Goal:
Reproduce the material below from its beginning through the line that contains "point(332, 196)", inclusive, and leave out the pictures.

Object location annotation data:

┄┄┄┄┄┄┄┄┄┄┄┄┄┄┄┄┄┄┄┄

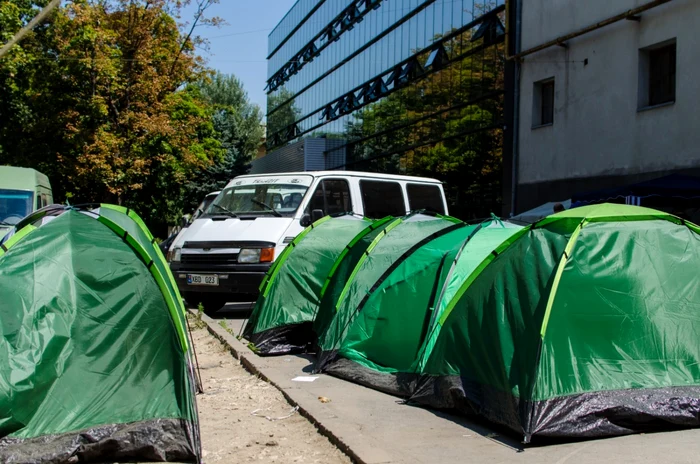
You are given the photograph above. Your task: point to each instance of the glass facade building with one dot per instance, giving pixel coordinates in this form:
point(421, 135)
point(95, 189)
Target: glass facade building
point(406, 86)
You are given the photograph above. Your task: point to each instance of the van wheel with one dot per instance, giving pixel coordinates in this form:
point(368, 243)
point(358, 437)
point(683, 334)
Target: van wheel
point(211, 303)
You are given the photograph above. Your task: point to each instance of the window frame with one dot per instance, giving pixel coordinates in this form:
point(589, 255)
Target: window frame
point(378, 181)
point(538, 103)
point(322, 185)
point(425, 185)
point(650, 75)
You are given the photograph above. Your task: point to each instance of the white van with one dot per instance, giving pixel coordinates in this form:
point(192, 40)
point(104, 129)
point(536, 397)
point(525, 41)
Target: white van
point(224, 254)
point(22, 191)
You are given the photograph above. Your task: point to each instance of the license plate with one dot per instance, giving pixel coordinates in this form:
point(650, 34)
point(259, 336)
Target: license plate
point(202, 279)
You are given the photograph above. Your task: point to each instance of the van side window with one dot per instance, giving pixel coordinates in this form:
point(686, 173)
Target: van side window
point(425, 196)
point(382, 199)
point(332, 196)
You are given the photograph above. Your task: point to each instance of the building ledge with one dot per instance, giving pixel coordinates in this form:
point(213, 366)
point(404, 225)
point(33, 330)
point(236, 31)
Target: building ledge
point(653, 107)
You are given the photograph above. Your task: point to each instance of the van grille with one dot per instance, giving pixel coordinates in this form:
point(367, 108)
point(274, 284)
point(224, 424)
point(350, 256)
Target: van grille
point(214, 258)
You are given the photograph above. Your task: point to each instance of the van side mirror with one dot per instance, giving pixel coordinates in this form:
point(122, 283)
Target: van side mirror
point(317, 214)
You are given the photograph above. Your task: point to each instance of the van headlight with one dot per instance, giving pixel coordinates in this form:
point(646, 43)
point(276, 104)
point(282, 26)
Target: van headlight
point(256, 255)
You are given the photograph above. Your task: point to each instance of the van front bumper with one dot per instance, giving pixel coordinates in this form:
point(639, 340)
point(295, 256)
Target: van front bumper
point(238, 282)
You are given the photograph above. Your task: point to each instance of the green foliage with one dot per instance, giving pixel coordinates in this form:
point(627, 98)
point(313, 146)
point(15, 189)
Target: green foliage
point(238, 127)
point(111, 101)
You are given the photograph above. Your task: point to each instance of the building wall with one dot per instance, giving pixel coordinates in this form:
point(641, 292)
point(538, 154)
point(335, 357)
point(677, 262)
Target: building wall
point(309, 154)
point(286, 159)
point(599, 136)
point(415, 87)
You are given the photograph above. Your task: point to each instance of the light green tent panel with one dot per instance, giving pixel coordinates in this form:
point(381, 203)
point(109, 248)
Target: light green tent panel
point(628, 306)
point(386, 250)
point(582, 325)
point(283, 315)
point(342, 270)
point(388, 329)
point(474, 254)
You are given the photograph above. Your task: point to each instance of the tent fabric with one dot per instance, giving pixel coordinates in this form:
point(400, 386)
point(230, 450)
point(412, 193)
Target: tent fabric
point(388, 252)
point(93, 365)
point(282, 319)
point(341, 271)
point(382, 345)
point(583, 325)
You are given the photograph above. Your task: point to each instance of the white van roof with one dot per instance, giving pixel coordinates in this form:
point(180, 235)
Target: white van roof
point(16, 178)
point(369, 175)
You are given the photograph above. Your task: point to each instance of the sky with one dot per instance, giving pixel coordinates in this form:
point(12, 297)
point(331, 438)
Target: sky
point(240, 46)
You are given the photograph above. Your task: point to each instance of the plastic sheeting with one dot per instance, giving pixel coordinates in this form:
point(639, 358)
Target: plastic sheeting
point(586, 325)
point(88, 346)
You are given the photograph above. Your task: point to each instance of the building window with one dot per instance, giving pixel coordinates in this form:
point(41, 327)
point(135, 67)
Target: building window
point(543, 103)
point(657, 74)
point(381, 199)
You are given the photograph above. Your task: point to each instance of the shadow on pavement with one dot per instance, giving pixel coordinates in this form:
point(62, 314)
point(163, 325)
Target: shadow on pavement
point(234, 311)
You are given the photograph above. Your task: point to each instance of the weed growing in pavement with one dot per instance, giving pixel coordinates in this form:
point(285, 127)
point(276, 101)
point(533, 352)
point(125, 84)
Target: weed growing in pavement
point(197, 319)
point(224, 325)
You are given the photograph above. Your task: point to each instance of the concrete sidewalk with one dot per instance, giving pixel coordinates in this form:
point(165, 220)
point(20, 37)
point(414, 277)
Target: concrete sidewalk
point(373, 428)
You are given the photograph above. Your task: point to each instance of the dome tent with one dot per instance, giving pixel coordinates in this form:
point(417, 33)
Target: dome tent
point(91, 308)
point(283, 316)
point(400, 238)
point(385, 333)
point(583, 325)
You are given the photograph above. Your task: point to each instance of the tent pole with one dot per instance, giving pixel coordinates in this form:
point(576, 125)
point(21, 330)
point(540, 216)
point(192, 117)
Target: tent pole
point(200, 385)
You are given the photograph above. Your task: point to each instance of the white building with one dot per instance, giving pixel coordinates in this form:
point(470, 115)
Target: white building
point(612, 106)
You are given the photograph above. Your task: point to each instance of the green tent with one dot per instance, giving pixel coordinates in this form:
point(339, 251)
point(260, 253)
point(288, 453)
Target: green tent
point(95, 361)
point(401, 237)
point(282, 319)
point(582, 325)
point(385, 333)
point(342, 270)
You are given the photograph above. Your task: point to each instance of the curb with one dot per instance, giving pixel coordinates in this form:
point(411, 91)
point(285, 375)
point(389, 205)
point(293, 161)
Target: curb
point(241, 352)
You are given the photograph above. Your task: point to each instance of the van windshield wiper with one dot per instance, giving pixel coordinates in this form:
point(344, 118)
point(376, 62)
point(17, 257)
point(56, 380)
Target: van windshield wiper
point(265, 205)
point(225, 210)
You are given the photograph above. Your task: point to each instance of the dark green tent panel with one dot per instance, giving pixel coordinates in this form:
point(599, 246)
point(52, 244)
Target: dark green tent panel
point(342, 270)
point(383, 339)
point(584, 325)
point(387, 252)
point(382, 345)
point(94, 363)
point(284, 313)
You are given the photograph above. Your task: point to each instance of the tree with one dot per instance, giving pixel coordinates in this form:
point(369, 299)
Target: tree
point(238, 127)
point(97, 103)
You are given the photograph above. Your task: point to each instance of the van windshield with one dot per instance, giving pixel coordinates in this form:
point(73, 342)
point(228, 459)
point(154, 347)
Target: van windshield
point(259, 199)
point(14, 205)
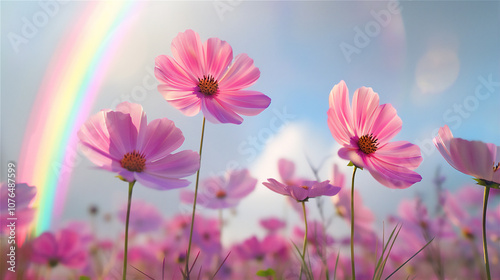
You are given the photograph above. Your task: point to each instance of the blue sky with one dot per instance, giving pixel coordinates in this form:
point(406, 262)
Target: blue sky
point(436, 62)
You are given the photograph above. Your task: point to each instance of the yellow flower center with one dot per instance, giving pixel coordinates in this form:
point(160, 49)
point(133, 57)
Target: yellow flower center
point(208, 85)
point(133, 161)
point(368, 144)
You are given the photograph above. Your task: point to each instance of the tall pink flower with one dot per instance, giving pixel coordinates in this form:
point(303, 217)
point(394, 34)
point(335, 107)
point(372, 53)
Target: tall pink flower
point(365, 129)
point(303, 191)
point(122, 141)
point(223, 192)
point(475, 158)
point(200, 76)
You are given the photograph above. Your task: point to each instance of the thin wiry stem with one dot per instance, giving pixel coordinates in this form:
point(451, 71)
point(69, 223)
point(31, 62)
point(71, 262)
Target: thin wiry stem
point(305, 237)
point(130, 188)
point(352, 224)
point(485, 246)
point(194, 202)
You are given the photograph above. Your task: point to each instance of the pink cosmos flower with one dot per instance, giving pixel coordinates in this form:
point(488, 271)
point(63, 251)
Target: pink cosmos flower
point(304, 191)
point(365, 130)
point(207, 235)
point(200, 76)
point(475, 158)
point(122, 141)
point(64, 247)
point(223, 192)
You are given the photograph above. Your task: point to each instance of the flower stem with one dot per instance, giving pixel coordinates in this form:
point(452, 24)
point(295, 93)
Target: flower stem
point(485, 246)
point(194, 202)
point(305, 238)
point(130, 187)
point(352, 224)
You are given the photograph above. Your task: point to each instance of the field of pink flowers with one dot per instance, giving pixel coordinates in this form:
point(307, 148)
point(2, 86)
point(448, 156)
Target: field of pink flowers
point(458, 238)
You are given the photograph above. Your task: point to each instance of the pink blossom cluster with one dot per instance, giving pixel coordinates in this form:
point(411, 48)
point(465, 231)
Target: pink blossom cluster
point(446, 241)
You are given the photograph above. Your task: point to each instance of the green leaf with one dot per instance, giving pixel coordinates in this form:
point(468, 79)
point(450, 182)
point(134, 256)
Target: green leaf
point(266, 273)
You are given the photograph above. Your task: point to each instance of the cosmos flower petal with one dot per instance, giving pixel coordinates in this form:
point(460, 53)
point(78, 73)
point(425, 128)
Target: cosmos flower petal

┄┄┄┄┄┄┄┄┄┄┄┄┄┄┄┄┄┄┄┄

Reply to the exercise:
You are given the photograph above. Your task: point to each instance of the glass facade building with one dot per instance, giving pixel coordinates in this form:
point(421, 135)
point(95, 189)
Target: glass facade building
point(406, 86)
You are given the photograph above. Your task: point to each instance of the van wheel with one dot per instance, giving pixel coordinates in this form:
point(368, 243)
point(358, 437)
point(683, 334)
Target: van wheel
point(211, 303)
You are given the photograph above. Your task: point to each instance of the window frame with one dot per instance, giving pixel coordinates in this form:
point(589, 255)
Target: window frame
point(378, 181)
point(538, 103)
point(322, 185)
point(425, 185)
point(650, 75)
You are given the photograph above. Your task: point to each instance of the white van with one dot per instance, giving pixel coordinates in this form:
point(192, 40)
point(104, 129)
point(536, 397)
point(525, 41)
Target: white van
point(224, 254)
point(22, 191)
You are given the photograph above. Your task: point to each instance of the license plate with one dot per instance, giving pixel coordinates in this form:
point(650, 34)
point(259, 336)
Target: license plate
point(202, 279)
You are given the photograph above. Your task: point to each instance of the van side window with one dot per instance, giving pixel coordinates in this form:
point(686, 173)
Target: van side window
point(425, 196)
point(382, 199)
point(332, 196)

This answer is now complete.